# Access onto Grass Lake



## PlainsmanND (Dec 5, 2008)

How is Sargent Co Grass Lake access? Was down there a month ago and it was fine just curious. Is there lots of water on the ice at the access? Can a guy get around on the lake? Just planning on doing some spearing.

Thanks


----------



## PlainsmanND (Dec 5, 2008)

Anyone with intel from Grass/Buffalo?


----------



## gator_getter (Sep 7, 2008)

Grass Lake is located in Richland County.

Buffalo Lake is in Sargent County.


----------



## Norm70 (Aug 26, 2005)

wow this old but to get to buffalo you go straight north of rutland about 5 miles. about a 1/2 mile from where the pavement turns to gravel there is an access road on your right. drives you right up to the boat ramp.


----------



## PlainsmanND (Dec 5, 2008)

Norm70 said:


> wow this old but to get to buffalo you go straight north of rutland about 5 miles. about a 1/2 mile from where the pavement turns to gravel there is an access road on your right. drives you right up to the boat ramp.


Yep thats the spot. Ice there yet? I was just south of Audobon the other day. About 6-8" of nice clear ice. Anyone spearing on Buffalo yet?


----------



## Norm70 (Aug 26, 2005)

i was just south of there the other day. there was 7-8 on the slough i was fishing at. one of my buddies did fish buffalo last weekend it was slow


----------



## HardCore WaterFowler (Dec 9, 2011)

How did you do where you were at Norm?


----------



## Norm70 (Aug 26, 2005)

tons of small perch. did not keep any. had a few in the 7-8 inch range i woulda kept if i was hard up for a meal but decided against it. tons of people fishing. put a cam down and all the perch were the same size. so i didnt stay too long, when and watched the bison.


----------



## Norm70 (Aug 26, 2005)

PlainsmanND said:


> Norm70 said:
> 
> 
> > wow this old but to get to buffalo you go straight north of rutland about 5 miles. about a 1/2 mile from where the pavement turns to gravel there is an access road on your right. drives you right up to the boat ramp.
> ...


i havent heard of neone spearing there yet. i know there were alot of guys out there sat afternoon. the eye bite was ok out there this summer. i might try it this weekend. got some other places i want to try out too, where i have caught perch in the last couple yrs.


----------

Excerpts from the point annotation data

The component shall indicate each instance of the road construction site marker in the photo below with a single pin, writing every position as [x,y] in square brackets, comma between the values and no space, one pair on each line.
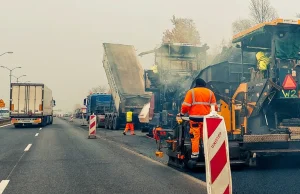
[2,104]
[4,125]
[92,127]
[3,185]
[217,163]
[289,83]
[27,148]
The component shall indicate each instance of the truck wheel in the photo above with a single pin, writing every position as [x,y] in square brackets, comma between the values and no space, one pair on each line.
[115,123]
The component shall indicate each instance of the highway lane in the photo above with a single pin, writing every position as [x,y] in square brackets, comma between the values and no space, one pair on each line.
[62,160]
[277,175]
[12,144]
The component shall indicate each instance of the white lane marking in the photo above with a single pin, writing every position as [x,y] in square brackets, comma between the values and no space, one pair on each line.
[27,148]
[122,146]
[5,125]
[3,185]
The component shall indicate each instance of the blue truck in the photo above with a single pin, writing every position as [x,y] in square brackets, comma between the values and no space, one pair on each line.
[98,104]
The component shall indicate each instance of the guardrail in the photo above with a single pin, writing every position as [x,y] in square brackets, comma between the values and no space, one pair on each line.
[4,121]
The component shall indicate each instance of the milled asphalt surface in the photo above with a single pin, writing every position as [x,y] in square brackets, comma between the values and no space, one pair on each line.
[276,175]
[62,160]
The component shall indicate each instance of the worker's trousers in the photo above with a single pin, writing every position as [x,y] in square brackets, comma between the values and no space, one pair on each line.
[196,132]
[129,126]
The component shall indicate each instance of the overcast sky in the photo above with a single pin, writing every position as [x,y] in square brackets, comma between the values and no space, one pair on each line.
[59,42]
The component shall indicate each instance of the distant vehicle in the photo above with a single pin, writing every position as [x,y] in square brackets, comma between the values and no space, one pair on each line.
[66,116]
[4,113]
[98,104]
[31,104]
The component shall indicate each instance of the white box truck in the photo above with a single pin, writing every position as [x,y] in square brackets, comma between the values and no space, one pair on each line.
[31,104]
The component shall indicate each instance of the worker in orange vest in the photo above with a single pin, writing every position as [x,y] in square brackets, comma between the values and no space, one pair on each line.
[197,104]
[129,123]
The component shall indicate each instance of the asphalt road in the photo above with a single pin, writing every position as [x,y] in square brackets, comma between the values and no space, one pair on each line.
[276,175]
[60,159]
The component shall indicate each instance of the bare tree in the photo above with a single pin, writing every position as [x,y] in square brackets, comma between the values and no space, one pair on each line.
[99,89]
[240,25]
[184,31]
[262,11]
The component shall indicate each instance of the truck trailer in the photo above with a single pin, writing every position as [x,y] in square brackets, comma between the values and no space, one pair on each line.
[125,78]
[31,104]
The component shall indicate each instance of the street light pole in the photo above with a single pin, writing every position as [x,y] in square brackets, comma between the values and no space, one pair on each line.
[6,53]
[10,71]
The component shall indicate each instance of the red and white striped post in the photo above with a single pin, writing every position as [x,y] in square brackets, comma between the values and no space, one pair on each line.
[92,127]
[217,163]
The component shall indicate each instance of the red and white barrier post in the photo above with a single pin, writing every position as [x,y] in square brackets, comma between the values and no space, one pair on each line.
[217,163]
[92,126]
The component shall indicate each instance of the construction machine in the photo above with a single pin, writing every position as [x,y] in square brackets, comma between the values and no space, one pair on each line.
[125,78]
[260,102]
[174,63]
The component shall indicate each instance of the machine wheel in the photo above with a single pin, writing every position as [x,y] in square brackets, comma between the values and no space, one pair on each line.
[115,123]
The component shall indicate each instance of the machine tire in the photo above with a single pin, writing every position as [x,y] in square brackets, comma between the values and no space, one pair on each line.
[115,123]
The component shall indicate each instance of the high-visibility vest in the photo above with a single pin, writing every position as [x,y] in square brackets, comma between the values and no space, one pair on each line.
[129,116]
[198,102]
[262,61]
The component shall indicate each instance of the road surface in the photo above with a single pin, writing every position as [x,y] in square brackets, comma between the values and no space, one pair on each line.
[278,175]
[60,159]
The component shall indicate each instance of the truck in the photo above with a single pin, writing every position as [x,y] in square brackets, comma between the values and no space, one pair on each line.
[174,63]
[98,104]
[259,102]
[31,104]
[125,78]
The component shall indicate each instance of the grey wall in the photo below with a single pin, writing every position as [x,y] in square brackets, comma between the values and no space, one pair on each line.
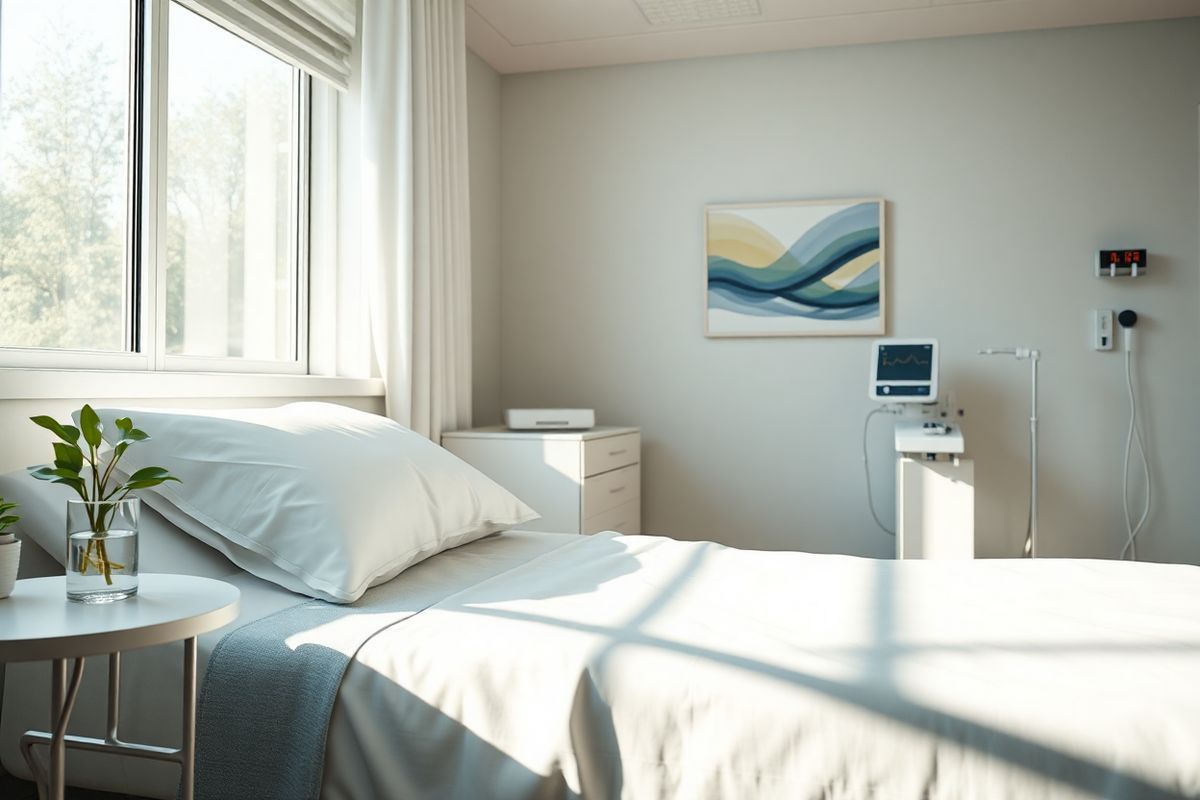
[484,131]
[1007,161]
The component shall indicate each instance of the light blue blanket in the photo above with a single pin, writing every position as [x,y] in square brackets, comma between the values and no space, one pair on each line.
[264,705]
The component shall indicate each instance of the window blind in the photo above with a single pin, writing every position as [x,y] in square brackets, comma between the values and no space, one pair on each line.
[313,35]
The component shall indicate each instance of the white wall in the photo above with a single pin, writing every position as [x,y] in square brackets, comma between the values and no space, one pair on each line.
[1007,161]
[484,127]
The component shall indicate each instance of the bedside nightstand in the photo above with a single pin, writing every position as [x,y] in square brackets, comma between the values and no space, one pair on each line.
[37,623]
[579,481]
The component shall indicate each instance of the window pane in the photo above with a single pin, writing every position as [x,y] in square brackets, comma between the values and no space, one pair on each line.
[231,254]
[64,110]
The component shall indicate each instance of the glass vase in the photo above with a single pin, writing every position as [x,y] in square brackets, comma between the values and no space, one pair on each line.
[102,549]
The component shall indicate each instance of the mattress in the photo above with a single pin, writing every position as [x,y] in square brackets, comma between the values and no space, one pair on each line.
[151,678]
[643,667]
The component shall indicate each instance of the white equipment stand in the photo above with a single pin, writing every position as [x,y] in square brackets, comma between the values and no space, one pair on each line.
[39,623]
[935,492]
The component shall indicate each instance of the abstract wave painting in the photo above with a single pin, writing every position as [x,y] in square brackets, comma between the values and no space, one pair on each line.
[795,269]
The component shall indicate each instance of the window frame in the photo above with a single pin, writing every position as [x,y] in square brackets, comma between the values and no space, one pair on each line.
[145,265]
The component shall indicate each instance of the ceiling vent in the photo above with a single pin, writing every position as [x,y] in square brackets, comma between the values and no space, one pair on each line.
[677,12]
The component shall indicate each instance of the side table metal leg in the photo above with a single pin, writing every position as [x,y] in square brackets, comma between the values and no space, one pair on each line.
[187,749]
[61,703]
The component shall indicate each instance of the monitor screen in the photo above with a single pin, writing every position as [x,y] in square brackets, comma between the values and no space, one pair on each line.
[905,362]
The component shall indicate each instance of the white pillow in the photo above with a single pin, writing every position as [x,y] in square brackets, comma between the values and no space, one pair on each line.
[318,498]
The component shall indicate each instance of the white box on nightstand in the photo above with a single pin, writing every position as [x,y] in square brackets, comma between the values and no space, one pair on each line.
[579,481]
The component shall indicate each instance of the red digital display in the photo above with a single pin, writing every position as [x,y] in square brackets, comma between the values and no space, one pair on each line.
[1127,257]
[1123,258]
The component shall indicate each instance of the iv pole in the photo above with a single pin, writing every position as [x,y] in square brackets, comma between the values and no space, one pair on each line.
[1033,356]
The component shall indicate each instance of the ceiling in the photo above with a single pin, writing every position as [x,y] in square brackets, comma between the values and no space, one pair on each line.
[535,35]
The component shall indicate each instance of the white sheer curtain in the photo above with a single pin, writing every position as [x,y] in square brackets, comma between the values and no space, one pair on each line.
[414,208]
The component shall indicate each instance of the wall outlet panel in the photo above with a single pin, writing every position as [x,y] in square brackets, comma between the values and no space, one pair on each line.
[1102,329]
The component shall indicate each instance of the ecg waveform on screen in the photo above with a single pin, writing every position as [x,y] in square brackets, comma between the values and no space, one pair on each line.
[903,361]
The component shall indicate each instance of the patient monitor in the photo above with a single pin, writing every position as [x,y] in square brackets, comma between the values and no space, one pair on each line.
[904,371]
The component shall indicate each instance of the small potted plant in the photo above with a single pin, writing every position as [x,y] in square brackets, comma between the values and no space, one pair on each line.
[10,548]
[102,524]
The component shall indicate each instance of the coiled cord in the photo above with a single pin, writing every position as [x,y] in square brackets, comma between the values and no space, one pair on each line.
[1134,434]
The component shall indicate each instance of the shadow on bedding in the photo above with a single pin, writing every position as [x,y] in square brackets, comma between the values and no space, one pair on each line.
[875,692]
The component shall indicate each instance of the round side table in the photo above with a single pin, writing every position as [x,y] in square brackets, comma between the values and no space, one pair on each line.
[37,623]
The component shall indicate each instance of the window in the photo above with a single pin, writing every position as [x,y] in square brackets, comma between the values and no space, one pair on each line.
[153,191]
[64,115]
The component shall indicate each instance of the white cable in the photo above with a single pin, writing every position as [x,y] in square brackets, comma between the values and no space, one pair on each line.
[1134,434]
[867,467]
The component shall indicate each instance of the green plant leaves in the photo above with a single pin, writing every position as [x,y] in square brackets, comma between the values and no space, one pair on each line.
[6,518]
[67,456]
[89,422]
[70,458]
[59,475]
[69,433]
[148,477]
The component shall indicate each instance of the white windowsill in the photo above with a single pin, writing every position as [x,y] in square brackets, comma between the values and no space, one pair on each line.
[114,384]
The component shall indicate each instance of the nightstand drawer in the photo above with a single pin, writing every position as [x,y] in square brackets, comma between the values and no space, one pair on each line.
[625,518]
[611,452]
[611,489]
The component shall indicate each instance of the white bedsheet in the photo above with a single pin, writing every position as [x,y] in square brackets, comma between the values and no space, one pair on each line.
[642,667]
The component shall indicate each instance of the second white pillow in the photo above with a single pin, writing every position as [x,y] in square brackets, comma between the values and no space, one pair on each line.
[318,498]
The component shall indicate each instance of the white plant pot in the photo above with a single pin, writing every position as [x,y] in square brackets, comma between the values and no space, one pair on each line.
[10,559]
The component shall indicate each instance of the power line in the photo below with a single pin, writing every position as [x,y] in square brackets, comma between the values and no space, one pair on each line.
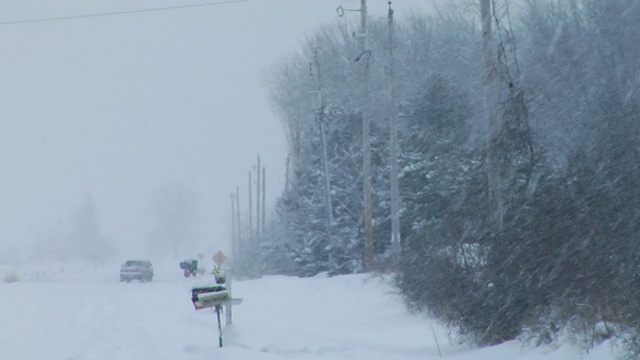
[114,13]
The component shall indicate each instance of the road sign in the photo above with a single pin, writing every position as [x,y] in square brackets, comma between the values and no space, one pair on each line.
[219,258]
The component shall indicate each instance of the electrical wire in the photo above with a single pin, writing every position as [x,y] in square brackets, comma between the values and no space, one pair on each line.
[123,12]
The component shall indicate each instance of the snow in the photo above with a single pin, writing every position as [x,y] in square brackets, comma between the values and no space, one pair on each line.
[76,311]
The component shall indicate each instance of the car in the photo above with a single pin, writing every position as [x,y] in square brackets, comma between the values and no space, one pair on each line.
[141,270]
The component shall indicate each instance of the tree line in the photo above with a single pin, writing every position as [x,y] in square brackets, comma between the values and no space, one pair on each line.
[559,248]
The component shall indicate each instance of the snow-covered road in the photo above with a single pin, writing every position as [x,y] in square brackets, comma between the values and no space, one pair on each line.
[90,315]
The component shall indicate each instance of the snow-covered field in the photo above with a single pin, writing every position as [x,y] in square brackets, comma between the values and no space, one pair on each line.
[59,312]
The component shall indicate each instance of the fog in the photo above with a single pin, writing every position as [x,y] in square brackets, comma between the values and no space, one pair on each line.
[125,109]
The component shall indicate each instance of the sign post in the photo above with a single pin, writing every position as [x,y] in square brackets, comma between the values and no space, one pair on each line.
[217,296]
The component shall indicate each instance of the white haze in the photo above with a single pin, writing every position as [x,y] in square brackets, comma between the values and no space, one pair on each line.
[121,107]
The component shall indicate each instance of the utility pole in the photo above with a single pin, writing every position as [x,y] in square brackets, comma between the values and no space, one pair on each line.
[264,199]
[365,55]
[491,104]
[319,109]
[250,210]
[258,209]
[238,219]
[393,143]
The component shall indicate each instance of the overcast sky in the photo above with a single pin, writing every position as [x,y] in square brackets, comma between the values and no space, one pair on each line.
[121,106]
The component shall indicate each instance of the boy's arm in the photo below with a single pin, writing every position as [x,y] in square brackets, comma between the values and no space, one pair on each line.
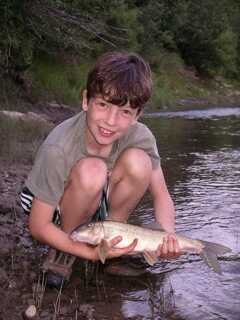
[164,213]
[43,229]
[163,204]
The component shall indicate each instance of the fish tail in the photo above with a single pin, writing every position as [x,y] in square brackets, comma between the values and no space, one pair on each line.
[210,252]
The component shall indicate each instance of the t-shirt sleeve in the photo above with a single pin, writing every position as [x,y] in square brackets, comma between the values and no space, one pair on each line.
[47,177]
[141,137]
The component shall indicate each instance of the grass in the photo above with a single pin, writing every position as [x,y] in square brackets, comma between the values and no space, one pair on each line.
[172,81]
[20,139]
[59,81]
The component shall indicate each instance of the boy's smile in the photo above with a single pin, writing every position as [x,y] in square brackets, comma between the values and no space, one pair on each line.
[106,123]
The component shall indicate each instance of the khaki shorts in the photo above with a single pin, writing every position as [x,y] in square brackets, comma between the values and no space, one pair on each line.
[26,198]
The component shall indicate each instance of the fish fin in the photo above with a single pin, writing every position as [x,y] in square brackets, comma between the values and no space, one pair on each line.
[150,257]
[102,250]
[210,252]
[153,226]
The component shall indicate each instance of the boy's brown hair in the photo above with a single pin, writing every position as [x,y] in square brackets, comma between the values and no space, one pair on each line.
[121,77]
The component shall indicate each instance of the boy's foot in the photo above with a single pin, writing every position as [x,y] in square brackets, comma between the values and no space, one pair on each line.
[58,267]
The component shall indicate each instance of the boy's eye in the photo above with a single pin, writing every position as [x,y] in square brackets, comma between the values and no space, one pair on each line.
[126,112]
[102,104]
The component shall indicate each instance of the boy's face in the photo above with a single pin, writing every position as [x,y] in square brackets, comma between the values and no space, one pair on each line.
[107,122]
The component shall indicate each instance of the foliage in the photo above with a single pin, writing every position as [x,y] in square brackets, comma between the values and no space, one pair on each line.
[204,34]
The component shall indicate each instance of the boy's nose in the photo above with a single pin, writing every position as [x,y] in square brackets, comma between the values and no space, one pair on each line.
[112,116]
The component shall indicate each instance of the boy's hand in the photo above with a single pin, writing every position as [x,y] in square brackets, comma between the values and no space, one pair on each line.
[170,248]
[107,249]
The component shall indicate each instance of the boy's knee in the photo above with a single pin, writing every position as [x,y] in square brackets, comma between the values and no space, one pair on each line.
[137,163]
[89,174]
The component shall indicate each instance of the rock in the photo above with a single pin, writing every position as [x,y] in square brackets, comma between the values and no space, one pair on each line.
[30,312]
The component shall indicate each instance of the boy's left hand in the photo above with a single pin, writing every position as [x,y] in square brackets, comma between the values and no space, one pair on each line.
[170,248]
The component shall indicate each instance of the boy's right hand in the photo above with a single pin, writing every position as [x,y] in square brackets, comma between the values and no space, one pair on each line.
[107,249]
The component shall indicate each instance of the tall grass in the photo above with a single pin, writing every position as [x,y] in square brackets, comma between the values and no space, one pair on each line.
[172,81]
[60,81]
[20,139]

▸ To do
**A)** Copy the part of the Grass Lake access thread that opens with the words containing "# Access onto" and closes with "doing some spearing.".
**B)** Condense the paragraph of the Grass Lake access thread that begins "i havent heard of neone spearing" into a short list, keeping its main facts.
The rows have no role in this work.

▸ Responses
**A)**
# Access onto Grass Lake



## PlainsmanND (Dec 5, 2008)

How is Sargent Co Grass Lake access? Was down there a month ago and it was fine just curious. Is there lots of water on the ice at the access? Can a guy get around on the lake? Just planning on doing some spearing.

**B)**
- The writer hasn't heard of anyone spearing there yet.
- Many people were out there Saturday afternoon.
- The eye bite there was OK this summer.
- The writer might try it this weekend.
- The writer also has other places to try, where perch were caught in the last couple of years.